→ **EXERCISE BRIEF**: Every line of the data must be set down exactly as shown.

→ **GIVEN RECORDS**:
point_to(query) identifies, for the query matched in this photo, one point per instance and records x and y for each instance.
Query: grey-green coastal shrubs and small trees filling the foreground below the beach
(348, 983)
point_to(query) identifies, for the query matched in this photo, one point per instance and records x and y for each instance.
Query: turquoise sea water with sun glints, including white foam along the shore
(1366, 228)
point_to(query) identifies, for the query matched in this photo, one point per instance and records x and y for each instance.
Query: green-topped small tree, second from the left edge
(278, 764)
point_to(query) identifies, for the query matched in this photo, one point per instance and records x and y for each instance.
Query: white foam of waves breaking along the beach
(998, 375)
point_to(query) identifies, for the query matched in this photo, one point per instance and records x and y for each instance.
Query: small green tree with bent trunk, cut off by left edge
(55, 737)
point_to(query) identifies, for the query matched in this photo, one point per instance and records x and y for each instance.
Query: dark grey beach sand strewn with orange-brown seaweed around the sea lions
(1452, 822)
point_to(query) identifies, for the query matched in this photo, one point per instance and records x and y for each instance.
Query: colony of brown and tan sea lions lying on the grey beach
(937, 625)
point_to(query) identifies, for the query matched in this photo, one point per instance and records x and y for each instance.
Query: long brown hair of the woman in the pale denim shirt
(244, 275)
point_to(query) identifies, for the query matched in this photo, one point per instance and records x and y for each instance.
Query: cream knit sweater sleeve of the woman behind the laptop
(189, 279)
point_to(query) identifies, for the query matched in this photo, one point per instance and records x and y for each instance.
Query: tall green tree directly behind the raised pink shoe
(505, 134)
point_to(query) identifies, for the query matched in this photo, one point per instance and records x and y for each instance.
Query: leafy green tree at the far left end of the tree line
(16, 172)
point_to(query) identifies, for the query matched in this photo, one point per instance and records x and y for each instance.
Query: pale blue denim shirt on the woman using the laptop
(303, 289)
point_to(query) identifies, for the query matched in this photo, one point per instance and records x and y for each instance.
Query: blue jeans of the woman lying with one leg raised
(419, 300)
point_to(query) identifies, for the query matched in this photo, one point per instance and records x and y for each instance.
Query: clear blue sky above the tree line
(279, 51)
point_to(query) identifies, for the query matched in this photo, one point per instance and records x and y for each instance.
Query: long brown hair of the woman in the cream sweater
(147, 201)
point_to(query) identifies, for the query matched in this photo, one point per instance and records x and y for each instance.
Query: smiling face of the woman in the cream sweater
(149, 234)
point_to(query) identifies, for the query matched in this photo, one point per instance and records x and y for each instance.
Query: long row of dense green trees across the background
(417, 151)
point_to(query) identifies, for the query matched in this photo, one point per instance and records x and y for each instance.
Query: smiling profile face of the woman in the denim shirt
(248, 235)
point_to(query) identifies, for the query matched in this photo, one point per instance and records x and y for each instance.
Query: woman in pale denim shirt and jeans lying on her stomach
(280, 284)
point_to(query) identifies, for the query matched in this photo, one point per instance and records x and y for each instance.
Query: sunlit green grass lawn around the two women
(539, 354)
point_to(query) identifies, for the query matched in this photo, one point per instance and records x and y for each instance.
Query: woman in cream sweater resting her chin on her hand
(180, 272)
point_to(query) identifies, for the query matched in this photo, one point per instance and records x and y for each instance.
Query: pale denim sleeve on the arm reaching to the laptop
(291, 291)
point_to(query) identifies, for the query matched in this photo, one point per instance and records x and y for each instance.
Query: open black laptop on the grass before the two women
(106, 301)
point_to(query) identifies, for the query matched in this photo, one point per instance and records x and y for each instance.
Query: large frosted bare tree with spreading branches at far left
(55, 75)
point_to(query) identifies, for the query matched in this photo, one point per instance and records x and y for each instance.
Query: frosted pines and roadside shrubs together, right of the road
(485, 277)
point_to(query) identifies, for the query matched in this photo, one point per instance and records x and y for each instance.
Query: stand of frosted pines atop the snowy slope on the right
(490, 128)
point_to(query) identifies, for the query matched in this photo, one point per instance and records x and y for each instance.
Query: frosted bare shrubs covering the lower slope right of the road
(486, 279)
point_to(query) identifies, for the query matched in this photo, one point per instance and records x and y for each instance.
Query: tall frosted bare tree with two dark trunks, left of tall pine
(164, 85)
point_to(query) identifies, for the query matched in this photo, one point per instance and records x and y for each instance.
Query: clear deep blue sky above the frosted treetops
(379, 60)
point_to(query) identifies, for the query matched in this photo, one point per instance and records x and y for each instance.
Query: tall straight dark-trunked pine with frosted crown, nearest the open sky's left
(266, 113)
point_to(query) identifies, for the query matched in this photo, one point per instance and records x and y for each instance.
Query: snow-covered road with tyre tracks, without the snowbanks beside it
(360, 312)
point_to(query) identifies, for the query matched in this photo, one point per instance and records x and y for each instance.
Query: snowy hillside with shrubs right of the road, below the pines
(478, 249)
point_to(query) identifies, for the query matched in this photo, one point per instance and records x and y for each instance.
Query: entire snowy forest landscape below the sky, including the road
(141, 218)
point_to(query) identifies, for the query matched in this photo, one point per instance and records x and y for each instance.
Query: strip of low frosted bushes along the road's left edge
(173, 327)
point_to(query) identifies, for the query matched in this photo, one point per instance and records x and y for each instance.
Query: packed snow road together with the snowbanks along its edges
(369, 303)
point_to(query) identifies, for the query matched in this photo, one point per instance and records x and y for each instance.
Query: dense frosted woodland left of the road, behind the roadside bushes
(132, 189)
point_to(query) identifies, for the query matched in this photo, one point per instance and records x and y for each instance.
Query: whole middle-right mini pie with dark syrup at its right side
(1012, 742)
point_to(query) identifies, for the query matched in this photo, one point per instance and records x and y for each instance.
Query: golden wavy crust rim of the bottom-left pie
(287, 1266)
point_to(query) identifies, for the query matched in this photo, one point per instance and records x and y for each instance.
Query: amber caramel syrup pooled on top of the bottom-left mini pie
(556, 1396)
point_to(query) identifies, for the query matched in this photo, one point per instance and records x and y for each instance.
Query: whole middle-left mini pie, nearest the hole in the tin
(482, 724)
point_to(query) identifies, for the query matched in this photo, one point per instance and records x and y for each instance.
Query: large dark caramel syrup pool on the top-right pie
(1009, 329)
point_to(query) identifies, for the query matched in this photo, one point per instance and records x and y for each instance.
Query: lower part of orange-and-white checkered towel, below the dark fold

→ **OUTPUT BELOW**:
point_to(query) identifies, for the query matched in this photo, one point per instance and records x and y for each instance.
Query: grey-green coastal shrubs and small trees filling the foreground below the beach
(348, 983)
point_to(query) identifies, for the query matched in this photo, one point per instance and records x and y for each instance.
Query: turquoise sea water with sun glints, including white foam along the shore
(1366, 228)
point_to(query) identifies, for the query matched in this photo, one point per instance and records x and y for each instance.
Query: green-topped small tree, second from the left edge
(278, 764)
point_to(query) identifies, for the query matched in this photo, one point per instance and records x and y for each instance.
Query: white foam of waves breaking along the beach
(998, 375)
point_to(query) identifies, for the query matched in this photo, one point per instance and records x and y for each instance.
Query: small green tree with bent trunk, cut off by left edge
(55, 737)
point_to(query) identifies, for the query matched in this photo, one point per instance and records x and y for each instance.
Query: dark grey beach sand strewn with orange-brown seaweed around the sea lions
(1452, 822)
point_to(query) identifies, for the query matched in this photo, one point per instance and records x and y for each instance.
Query: colony of brown and tan sea lions lying on the grey beach
(937, 625)
point_to(query) identifies, for the query matched in this photo, one point per instance and records x and y for each instance.
Query: long brown hair of the woman in the pale denim shirt
(244, 275)
point_to(query) identifies, for the query matched in this photo, one point per instance and records x and y for each instance.
Query: cream knit sweater sleeve of the woman behind the laptop
(189, 279)
point_to(query) identifies, for the query matched in this photo, one point per instance and records x and y for each instance.
Query: tall green tree directly behind the raised pink shoe
(505, 134)
point_to(query) identifies, for the query matched in this photo, one point per instance and records x and y for each instance.
Query: leafy green tree at the far left end of the tree line
(16, 172)
point_to(query) identifies, for the query matched in this photo, one point per instance and records x and y for each instance.
Query: pale blue denim shirt on the woman using the laptop
(303, 289)
point_to(query) identifies, for the query matched in this photo, one point per instance and records x and y for each instance.
Query: blue jeans of the woman lying with one leg raised
(419, 300)
point_to(query) identifies, for the query matched in this photo, one point per instance and records x and y for each instance.
Query: clear blue sky above the tree line
(279, 51)
point_to(query) identifies, for the query matched in this photo, one point per instance and records x and y for each instance.
Query: long brown hair of the woman in the cream sweater
(147, 201)
point_to(query) identifies, for the query matched in this photo, one point per instance and records x and y for each instance.
Query: smiling face of the woman in the cream sweater
(149, 234)
point_to(query) identifies, for the query matched in this photo, one point per instance and records x and y for each instance.
Query: long row of dense green trees across the background
(417, 151)
point_to(query) identifies, for the query matched in this photo, one point per instance and records x and y for each instance.
Query: smiling profile face of the woman in the denim shirt
(248, 235)
point_to(query) identifies, for the query matched in this photo, one point per instance and records x and y for each instance.
Query: woman in pale denim shirt and jeans lying on her stomach
(280, 284)
point_to(query) identifies, for the query matched in this photo, one point per instance and records x and y for each instance.
Query: sunlit green grass lawn around the two women
(539, 354)
point_to(query) identifies, for the query matched in this photo, one point per instance and records x and y for each instance.
Query: woman in cream sweater resting her chin on her hand
(180, 272)
point_to(query) identifies, for the query matched in this photo, one point per instance and records x and y for each instance.
Query: pale denim sleeve on the arm reaching to the laptop
(291, 291)
point_to(query) identifies, for the query matched in this photo, one point per instance and records x and y for each instance.
Query: open black laptop on the grass before the two women
(106, 301)
point_to(query) identifies, for the query matched in this photo, one point per instance and records x and y for each instance.
Query: large frosted bare tree with spreading branches at far left
(55, 75)
point_to(query) identifies, for the query matched in this photo, one point per instance and records x and y for each instance.
Query: frosted pines and roadside shrubs together, right of the road
(485, 277)
point_to(query) identifies, for the query matched in this photo, one point per instance and records x and y for each instance.
Query: stand of frosted pines atop the snowy slope on the right
(490, 128)
point_to(query) identifies, for the query matched in this photo, one point per instance and records x and y for each instance.
Query: frosted bare shrubs covering the lower slope right of the road
(486, 279)
point_to(query) identifies, for the query matched in this photo, one point per instance and records x and y for each instance.
Query: tall frosted bare tree with two dark trunks, left of tall pine
(164, 85)
point_to(query) identifies, for the query matched in this photo, one point per instance and records x and y for each instance.
Query: clear deep blue sky above the frosted treetops
(379, 60)
point_to(query) identifies, for the query matched in this photo, one point per instance and records x and y for each instance.
Query: tall straight dark-trunked pine with frosted crown, nearest the open sky's left
(266, 113)
point_to(query) identifies, for the query matched in this photo, one point per instance and records x and y for each instance.
Query: snow-covered road with tyre tracks, without the snowbanks beside it
(360, 312)
point_to(query) identifies, for the query matched in this photo, one point per instance and records x and y for each instance.
Query: snowy hillside with shrubs right of the road, below the pines
(478, 249)
point_to(query) identifies, for the query matched in this photo, one point per instance and records x and y for each instance.
Query: entire snowy forest landscape below the sky, including the road
(141, 218)
point_to(query) identifies, for the query matched in this photo, one point per instance and records x and y for each instance.
Query: strip of low frosted bushes along the road's left edge
(173, 327)
point_to(query) identifies, for the query matched in this photo, one point per instance and records x and y for each instance.
Query: packed snow road together with the snowbanks along its edges
(369, 303)
point_to(query) identifies, for the query matched in this photo, one point per instance and records x and y for each instance.
Query: dense frosted woodland left of the road, behind the roadside bushes
(132, 189)
point_to(query) identifies, for the query matched in this photo, one point per instance and records x and y for each instance.
Query: whole middle-right mini pie with dark syrup at its right side
(1012, 742)
point_to(query) identifies, for the query matched in this photo, one point per instance and records x and y for each instance.
Query: golden wavy crust rim of the bottom-left pie
(287, 1266)
point_to(query) identifies, for the query matched in this photo, one point per instance and records x and y for each instance.
Query: amber caramel syrup pooled on top of the bottom-left mini pie
(556, 1396)
point_to(query) identifies, for the query matched in this photo, one point per instance and records x and y for each instance.
Query: whole middle-left mini pie, nearest the hole in the tin
(482, 724)
point_to(query) identifies, for the query matched in this photo, one point per instance and records x and y for each instance.
Query: large dark caramel syrup pool on the top-right pie
(1009, 329)
point_to(query) identifies, for the query matched in this photo, one point per instance and records x and y for each instance.
Query: lower part of orange-and-white checkered towel, below the dark fold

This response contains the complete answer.